* [PROBLÈME POSÉ]:
Répondez brièvement aux questions suivantes d'après l'extrait sur le poème glorifiant Lucifer.
1. À quel monde appartenaient tous les invités ?
2. Que célèbre le feu dans la seconde partie ?
3. Qu'est-ce qui caractérise bien notre fin de siècle ?

* [EXTRAIT SOURCE]:

Cette manifestation artistique en l’honneur de l’éternel ennemi de Dieu charma, dit-on, les invités, tous appartenant au monde aristocratique. La première partie met en scène le chaos, Lucifer divinisé, l’évocation des forces de la nature, l’enfance de l’humanité protégée par le Dieu-Lumière. Dans la seconde partie, la terre dit ses forces mystérieuses, l’eau chante ses ondes fraiches et ses vagues mugissantes, le feu célèbre son pouvoir divin. Tout le poème revêt ainsi une forme mystique, où Lucifer est grandi, glorifié, exalté ; l’humanité lui chante ses cantiques de foi, d’espérance et d’amour. Dieu n’est plus rien, Lucifer est tout ; c’est lui, le véritable dieu.

Ce dilettantisme invraisemblable caractérise bien notre fin de siècle. On voit par là que Satan met tout en œuvre pour se faire adorer sur la terre, pour ravir les âmes humaines au ciel.

* [EXTRAIT DES DONNÉES]:
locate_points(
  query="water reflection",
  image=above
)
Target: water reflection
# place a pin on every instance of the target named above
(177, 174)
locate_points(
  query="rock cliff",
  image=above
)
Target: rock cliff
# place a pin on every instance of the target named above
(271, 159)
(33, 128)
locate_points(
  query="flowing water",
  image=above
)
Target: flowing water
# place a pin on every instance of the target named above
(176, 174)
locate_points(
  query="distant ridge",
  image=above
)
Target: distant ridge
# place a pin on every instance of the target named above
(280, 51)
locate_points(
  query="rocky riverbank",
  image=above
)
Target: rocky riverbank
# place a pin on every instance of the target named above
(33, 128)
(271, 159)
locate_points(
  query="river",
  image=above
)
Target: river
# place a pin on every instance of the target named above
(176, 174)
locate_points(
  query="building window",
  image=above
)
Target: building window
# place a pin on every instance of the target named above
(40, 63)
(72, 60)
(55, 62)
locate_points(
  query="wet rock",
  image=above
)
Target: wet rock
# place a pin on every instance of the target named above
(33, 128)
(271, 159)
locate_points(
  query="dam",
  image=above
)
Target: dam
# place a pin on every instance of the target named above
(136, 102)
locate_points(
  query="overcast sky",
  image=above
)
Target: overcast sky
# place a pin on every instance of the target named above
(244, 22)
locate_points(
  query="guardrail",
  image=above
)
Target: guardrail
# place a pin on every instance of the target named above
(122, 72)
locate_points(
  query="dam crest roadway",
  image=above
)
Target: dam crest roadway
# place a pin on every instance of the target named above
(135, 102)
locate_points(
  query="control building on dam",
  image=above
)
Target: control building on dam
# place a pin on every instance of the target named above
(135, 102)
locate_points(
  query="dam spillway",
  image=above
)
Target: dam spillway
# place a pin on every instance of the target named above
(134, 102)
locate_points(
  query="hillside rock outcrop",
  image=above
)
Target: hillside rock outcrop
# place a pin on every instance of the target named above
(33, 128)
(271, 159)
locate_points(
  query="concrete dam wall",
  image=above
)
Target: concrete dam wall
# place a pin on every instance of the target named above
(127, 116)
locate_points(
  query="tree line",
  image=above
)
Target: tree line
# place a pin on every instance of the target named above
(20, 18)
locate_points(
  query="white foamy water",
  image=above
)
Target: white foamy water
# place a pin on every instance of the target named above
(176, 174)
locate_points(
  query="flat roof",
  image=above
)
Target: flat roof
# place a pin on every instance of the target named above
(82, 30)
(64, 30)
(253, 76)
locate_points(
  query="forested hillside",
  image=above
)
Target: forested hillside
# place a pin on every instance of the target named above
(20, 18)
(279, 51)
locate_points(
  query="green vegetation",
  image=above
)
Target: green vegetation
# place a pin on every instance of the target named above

* [RÉPONSE ATTENDUE]:
1. Au monde aristocratique.
2. Son pouvoir divin.
3. Ce dilettantisme invraisemblable.